- Task A -
Answer these questions using the osteoarthritis passage.
(i) What two other names for osteoarthritis does it give?
(ii) What does kartogenin promote?
(iii) What did the intra-articular drug delivery system consist of?
- Task B -
Repeat word for word the part of the osteoarthritis passage between "Objectives We developed" and "joint in vivo.", inclusive.

- Passage provided -
BEGIN

Background Osteoarthritis (OA), also known as degenerative arthritis or degenerative joint disease, affects millions of people around the world. Intra-articular (IA) drug delivery can be a useful modality in OA treatment, delivering a drug directly to the main focus of the disease. The therapeutic effect of IA drug depends mostly on the efficacy of the drug delivery system, due to the short retention time and rapid clearance of soluble drugs from the joint. Kartogenin is a recently characterized material that promotes the selective differentiation of mesenchymal stem cells (MSCs) into chondrocytes, thus stimulating cartilage regeneration [1].

Objectives We developed an intra-articular (IA) drug delivery system to treat osteoarthritis (OA) that consisted of kartogenin conjugated chitosan (CHI-KGN). The aim of this study was to (1) characterize the CHI-KGN particles for sustained release and chondrogenic activity in vitro, (2) evaluate the CHI-KGN particles as novel IA drug delivery systems for IA retention and regeneration of OA joint in vivo.

END

- Entries provided -
BEGIN

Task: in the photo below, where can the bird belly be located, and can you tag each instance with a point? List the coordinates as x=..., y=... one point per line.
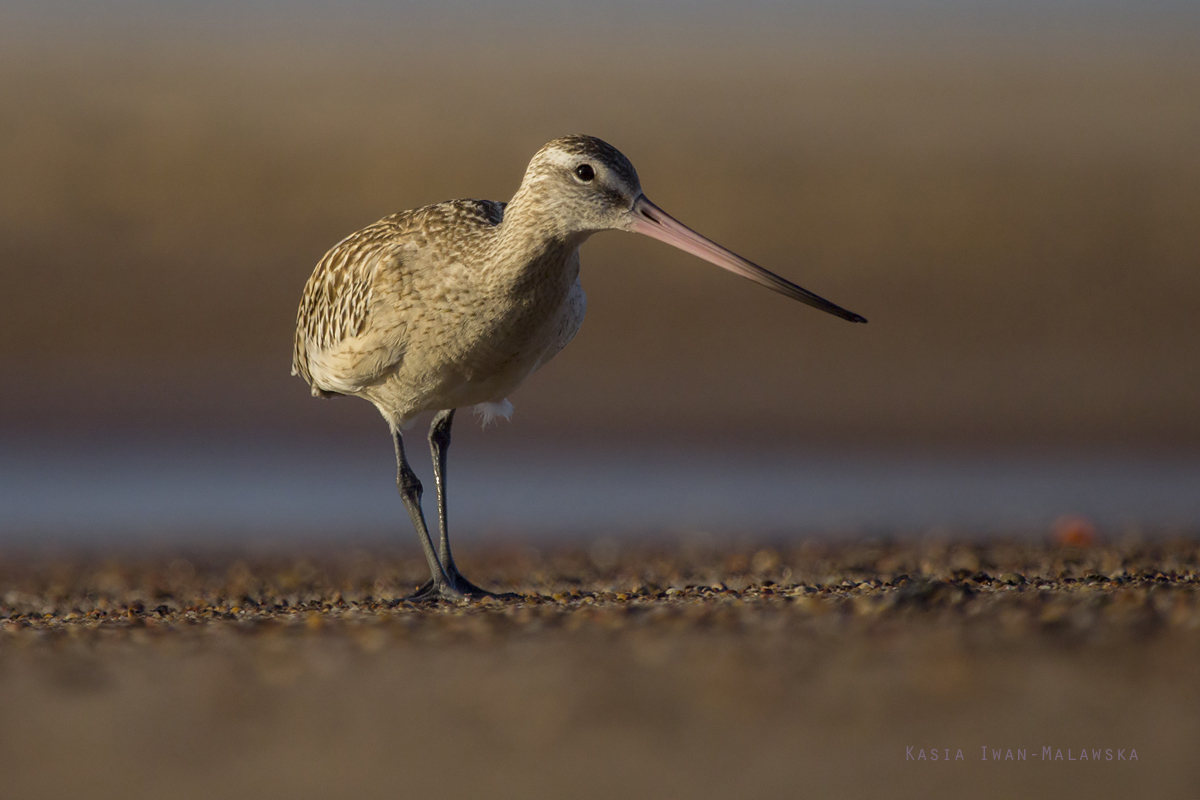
x=485, y=370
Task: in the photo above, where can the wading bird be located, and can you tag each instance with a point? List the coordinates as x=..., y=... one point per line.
x=456, y=304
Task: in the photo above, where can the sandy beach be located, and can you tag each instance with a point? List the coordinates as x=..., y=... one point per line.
x=675, y=671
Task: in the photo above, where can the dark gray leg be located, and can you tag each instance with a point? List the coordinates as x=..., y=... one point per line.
x=411, y=493
x=439, y=441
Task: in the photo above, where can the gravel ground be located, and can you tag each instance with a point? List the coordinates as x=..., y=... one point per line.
x=697, y=668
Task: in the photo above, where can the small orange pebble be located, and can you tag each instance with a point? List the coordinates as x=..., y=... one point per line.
x=1073, y=530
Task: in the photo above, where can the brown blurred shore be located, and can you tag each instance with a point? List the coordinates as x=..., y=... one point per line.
x=1015, y=215
x=623, y=672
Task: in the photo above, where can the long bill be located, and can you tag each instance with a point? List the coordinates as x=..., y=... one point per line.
x=654, y=222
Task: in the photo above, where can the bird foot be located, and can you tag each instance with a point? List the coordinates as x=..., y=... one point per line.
x=456, y=591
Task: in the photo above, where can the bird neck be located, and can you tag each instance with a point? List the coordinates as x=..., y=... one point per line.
x=537, y=236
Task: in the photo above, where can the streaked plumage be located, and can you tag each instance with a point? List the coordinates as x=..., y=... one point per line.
x=456, y=304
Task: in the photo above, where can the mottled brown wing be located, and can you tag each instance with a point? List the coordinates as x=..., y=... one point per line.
x=337, y=300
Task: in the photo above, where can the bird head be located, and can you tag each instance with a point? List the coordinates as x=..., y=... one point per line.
x=585, y=185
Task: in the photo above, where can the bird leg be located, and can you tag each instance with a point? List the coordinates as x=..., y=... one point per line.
x=439, y=441
x=439, y=584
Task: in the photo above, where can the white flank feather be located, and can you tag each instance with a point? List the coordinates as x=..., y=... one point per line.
x=489, y=411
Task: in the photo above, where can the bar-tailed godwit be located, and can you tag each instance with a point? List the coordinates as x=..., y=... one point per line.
x=456, y=304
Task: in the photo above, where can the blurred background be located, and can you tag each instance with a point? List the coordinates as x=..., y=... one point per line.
x=1008, y=191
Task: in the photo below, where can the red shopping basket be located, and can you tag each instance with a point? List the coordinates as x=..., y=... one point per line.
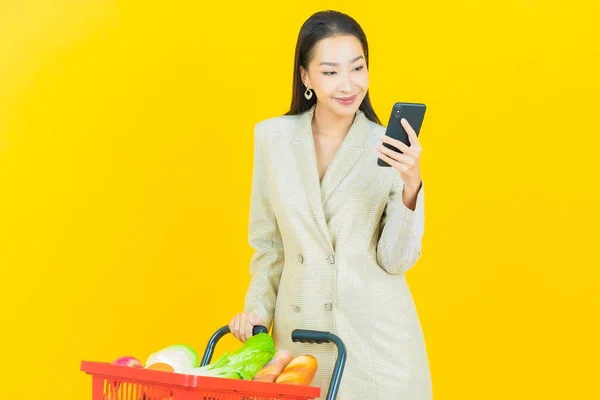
x=115, y=382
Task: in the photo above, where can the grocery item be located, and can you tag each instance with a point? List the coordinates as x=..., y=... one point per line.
x=273, y=368
x=179, y=356
x=243, y=363
x=300, y=371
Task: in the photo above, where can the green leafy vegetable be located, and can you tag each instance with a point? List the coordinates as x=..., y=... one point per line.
x=243, y=363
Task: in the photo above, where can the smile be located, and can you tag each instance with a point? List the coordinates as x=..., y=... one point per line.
x=346, y=100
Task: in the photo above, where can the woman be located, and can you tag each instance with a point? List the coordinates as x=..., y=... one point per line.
x=333, y=232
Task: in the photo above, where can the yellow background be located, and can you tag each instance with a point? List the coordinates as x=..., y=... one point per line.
x=126, y=161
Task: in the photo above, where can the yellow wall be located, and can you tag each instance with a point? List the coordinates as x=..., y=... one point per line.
x=125, y=167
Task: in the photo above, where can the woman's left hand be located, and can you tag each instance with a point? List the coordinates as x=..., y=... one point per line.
x=407, y=163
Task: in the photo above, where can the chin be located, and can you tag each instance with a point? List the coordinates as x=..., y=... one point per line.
x=345, y=111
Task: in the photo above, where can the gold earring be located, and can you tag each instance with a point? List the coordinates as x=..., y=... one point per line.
x=308, y=94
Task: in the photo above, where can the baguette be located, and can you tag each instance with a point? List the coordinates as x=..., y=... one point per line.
x=300, y=371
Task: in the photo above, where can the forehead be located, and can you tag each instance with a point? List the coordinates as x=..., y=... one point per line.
x=339, y=49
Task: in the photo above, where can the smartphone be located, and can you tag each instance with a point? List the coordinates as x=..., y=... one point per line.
x=414, y=114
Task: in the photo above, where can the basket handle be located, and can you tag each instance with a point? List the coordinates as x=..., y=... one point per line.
x=212, y=343
x=298, y=335
x=319, y=337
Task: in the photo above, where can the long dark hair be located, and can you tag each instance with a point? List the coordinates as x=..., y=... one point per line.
x=321, y=25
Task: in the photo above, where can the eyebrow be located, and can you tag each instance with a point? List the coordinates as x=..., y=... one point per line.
x=335, y=64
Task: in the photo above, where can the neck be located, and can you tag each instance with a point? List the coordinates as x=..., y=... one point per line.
x=325, y=123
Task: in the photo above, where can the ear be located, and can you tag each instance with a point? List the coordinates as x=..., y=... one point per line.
x=305, y=77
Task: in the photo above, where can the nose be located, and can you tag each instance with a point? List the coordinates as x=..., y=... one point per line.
x=345, y=83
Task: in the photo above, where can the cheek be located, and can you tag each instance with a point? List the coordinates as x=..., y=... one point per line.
x=363, y=81
x=325, y=86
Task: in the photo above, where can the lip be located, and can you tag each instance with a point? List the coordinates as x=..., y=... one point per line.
x=346, y=100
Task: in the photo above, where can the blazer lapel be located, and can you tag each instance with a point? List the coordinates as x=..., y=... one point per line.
x=344, y=159
x=306, y=158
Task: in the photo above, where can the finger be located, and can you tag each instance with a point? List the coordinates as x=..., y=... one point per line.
x=248, y=332
x=402, y=158
x=412, y=135
x=400, y=167
x=396, y=143
x=235, y=326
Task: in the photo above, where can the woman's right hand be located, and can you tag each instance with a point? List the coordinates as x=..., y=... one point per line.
x=241, y=325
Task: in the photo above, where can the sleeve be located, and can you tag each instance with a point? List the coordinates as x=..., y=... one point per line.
x=264, y=237
x=399, y=245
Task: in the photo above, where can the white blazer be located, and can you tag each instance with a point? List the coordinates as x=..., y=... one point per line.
x=331, y=256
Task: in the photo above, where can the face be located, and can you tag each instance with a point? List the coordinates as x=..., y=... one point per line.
x=338, y=75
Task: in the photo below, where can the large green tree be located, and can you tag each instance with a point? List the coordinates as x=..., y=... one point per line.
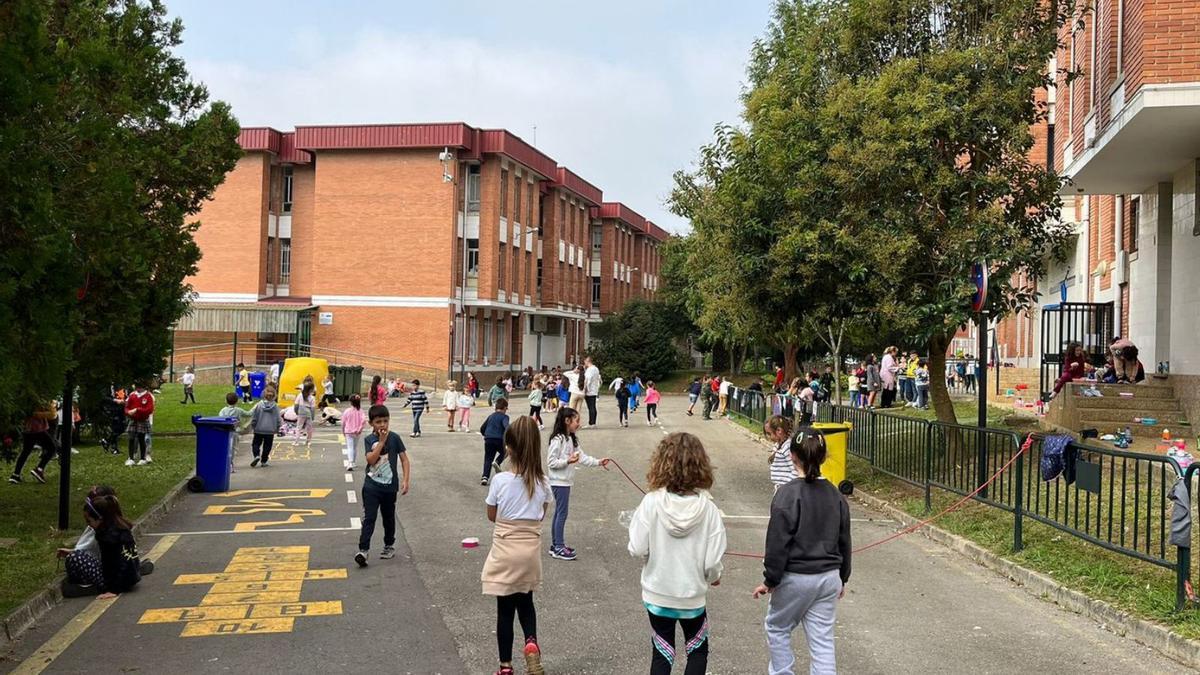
x=107, y=148
x=934, y=126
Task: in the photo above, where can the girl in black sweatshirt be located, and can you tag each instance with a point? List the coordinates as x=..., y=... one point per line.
x=807, y=563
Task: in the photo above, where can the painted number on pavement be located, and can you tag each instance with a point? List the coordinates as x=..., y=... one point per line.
x=258, y=592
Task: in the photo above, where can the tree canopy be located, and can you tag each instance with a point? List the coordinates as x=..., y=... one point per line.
x=107, y=148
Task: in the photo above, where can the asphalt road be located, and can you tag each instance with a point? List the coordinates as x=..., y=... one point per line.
x=291, y=598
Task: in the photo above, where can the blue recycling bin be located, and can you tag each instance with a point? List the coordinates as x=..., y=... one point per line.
x=214, y=453
x=257, y=383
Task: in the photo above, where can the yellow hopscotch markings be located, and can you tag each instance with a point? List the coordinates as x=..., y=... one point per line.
x=249, y=602
x=269, y=501
x=45, y=656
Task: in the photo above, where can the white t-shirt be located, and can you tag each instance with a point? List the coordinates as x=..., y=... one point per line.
x=508, y=494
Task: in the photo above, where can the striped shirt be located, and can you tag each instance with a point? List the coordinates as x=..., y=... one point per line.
x=783, y=471
x=418, y=400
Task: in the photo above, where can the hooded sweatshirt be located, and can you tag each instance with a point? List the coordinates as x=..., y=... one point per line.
x=265, y=417
x=682, y=538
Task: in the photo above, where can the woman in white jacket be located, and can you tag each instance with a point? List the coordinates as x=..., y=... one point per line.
x=678, y=531
x=562, y=458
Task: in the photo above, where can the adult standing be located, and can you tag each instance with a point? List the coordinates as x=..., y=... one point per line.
x=874, y=382
x=591, y=388
x=575, y=388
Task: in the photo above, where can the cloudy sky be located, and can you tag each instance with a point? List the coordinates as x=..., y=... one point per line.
x=622, y=91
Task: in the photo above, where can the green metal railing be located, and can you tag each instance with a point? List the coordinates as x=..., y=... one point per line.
x=1117, y=500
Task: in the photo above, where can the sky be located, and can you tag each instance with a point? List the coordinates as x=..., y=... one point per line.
x=623, y=93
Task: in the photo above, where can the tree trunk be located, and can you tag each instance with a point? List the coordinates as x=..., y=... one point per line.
x=937, y=392
x=790, y=366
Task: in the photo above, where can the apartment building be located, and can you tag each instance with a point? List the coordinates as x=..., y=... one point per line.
x=436, y=244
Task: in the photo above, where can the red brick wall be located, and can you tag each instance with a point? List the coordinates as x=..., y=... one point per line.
x=233, y=230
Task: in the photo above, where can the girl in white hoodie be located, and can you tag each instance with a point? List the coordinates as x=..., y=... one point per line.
x=564, y=453
x=678, y=531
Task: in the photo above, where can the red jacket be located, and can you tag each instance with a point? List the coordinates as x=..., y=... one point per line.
x=139, y=406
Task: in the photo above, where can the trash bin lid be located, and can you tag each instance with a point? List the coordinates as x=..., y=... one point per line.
x=229, y=422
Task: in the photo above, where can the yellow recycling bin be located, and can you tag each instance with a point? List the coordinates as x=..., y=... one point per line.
x=294, y=371
x=837, y=435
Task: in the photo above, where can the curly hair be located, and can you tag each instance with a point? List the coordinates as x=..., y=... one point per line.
x=681, y=465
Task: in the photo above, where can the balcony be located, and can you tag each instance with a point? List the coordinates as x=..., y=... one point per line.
x=1147, y=141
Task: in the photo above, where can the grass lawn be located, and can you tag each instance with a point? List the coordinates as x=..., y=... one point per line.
x=172, y=417
x=29, y=511
x=1131, y=585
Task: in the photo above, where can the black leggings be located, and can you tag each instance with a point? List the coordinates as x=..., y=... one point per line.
x=521, y=604
x=695, y=634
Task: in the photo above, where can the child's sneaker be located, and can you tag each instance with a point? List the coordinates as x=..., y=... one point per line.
x=562, y=553
x=533, y=657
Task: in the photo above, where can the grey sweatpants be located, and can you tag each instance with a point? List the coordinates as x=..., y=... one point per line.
x=811, y=599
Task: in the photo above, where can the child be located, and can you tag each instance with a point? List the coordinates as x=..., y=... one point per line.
x=189, y=381
x=138, y=407
x=109, y=563
x=779, y=430
x=562, y=457
x=535, y=395
x=418, y=401
x=306, y=410
x=264, y=422
x=244, y=382
x=677, y=530
x=466, y=401
x=516, y=503
x=450, y=404
x=384, y=451
x=493, y=438
x=353, y=422
x=498, y=390
x=241, y=416
x=623, y=396
x=652, y=404
x=693, y=395
x=807, y=562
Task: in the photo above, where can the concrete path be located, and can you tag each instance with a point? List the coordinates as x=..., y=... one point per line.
x=911, y=605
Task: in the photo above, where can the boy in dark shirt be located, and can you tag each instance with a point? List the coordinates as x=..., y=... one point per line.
x=379, y=489
x=493, y=438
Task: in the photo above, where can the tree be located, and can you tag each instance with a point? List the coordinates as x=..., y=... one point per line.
x=641, y=338
x=933, y=132
x=106, y=149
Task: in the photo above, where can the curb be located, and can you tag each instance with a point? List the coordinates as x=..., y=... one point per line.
x=1151, y=634
x=43, y=601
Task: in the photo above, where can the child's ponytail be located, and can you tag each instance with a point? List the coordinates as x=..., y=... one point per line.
x=809, y=451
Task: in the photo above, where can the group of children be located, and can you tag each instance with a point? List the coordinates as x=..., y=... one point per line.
x=678, y=532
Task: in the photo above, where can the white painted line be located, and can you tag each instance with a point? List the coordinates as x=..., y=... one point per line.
x=255, y=531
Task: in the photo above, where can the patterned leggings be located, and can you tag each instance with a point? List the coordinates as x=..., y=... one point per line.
x=695, y=632
x=84, y=569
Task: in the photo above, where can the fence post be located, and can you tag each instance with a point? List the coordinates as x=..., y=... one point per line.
x=929, y=465
x=1019, y=507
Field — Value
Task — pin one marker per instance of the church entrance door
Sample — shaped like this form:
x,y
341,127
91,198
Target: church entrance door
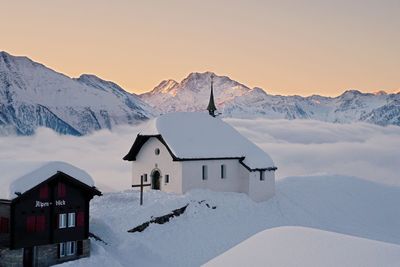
x,y
155,180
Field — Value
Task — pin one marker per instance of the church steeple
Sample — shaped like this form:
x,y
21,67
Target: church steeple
x,y
211,105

END

- Task solution A -
(i) Degenerative arthritis and degenerative joint disease.
(ii) The selective differentiation of mesenchymal stem cells (MSCs) into chondrocytes.
(iii) Kartogenin conjugated chitosan (CHI-KGN).

- Task solution B -
Objectives We developed an intra-articular (IA) drug delivery system to treat osteoarthritis (OA) that consisted of kartogenin conjugated chitosan (CHI-KGN). The aim of this study was to (1) characterize the CHI-KGN particles for sustained release and chondrogenic activity in vitro, (2) evaluate the CHI-KGN particles as novel IA drug delivery systems for IA retention and regeneration of OA joint in vivo.